§ Given data
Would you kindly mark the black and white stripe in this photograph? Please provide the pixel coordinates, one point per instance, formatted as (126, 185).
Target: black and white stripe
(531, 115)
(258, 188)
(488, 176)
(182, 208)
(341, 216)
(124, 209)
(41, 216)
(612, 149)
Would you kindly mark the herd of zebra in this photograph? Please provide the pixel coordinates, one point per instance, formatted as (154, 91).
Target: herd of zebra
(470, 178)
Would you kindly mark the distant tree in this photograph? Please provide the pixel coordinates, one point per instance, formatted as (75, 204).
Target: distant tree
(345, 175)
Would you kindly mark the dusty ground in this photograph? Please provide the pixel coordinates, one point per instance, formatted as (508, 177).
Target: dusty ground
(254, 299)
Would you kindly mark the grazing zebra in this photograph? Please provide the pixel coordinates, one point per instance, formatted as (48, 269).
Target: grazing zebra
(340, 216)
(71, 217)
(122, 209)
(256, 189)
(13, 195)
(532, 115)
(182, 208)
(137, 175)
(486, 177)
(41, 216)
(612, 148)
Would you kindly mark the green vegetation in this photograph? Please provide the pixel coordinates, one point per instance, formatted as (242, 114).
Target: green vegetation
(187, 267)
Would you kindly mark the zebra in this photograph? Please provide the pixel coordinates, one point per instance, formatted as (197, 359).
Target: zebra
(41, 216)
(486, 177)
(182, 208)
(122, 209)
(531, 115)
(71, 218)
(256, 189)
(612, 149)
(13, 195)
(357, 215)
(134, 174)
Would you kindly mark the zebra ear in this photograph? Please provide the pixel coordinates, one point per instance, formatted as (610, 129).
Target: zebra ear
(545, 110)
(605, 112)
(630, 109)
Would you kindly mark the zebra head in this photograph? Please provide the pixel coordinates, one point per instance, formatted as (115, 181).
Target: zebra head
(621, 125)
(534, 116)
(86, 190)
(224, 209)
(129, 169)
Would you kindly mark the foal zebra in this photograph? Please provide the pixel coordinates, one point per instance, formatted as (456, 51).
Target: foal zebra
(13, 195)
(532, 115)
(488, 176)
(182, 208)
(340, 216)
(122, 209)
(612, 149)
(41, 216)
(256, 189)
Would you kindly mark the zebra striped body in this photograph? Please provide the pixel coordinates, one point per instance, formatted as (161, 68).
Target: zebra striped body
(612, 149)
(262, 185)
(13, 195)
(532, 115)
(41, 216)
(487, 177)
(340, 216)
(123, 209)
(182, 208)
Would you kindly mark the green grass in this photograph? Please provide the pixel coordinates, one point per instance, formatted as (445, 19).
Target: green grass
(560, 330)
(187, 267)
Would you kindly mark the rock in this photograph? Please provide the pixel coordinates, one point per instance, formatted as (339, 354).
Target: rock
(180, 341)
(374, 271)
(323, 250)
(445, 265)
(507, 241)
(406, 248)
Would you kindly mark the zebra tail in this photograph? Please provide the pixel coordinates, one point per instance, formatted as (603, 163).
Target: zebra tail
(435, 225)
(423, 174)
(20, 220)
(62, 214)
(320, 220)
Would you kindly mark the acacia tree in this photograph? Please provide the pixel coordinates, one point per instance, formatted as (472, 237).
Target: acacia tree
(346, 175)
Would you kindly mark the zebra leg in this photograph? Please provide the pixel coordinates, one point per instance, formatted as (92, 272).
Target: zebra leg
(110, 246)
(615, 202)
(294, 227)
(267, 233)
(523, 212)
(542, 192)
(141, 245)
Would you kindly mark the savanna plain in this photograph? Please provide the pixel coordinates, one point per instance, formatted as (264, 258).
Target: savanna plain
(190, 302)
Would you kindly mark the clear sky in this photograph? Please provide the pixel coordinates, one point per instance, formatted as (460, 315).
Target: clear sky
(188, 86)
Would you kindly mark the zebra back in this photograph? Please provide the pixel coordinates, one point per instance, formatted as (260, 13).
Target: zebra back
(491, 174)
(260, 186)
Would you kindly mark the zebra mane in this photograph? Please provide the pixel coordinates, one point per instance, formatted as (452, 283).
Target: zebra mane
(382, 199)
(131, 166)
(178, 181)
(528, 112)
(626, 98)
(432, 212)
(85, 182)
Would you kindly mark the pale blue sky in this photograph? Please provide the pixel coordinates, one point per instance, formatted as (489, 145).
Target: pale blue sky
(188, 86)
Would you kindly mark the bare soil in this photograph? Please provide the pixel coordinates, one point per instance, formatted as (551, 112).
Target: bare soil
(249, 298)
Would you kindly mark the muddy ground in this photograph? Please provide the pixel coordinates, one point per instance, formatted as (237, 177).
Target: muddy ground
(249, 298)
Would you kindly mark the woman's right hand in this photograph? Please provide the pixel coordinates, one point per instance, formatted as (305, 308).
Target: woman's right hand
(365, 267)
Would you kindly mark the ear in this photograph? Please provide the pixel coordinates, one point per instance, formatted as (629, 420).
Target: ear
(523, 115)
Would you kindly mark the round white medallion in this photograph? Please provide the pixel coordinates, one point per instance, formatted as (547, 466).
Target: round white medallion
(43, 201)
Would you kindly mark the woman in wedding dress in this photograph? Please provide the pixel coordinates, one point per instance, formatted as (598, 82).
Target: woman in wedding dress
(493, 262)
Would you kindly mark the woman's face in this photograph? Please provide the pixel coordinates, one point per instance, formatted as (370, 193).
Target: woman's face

§ Exercise directions
Within the listing above, work out how many lines contain the string "face", and reply with that number only.

§ Task response
2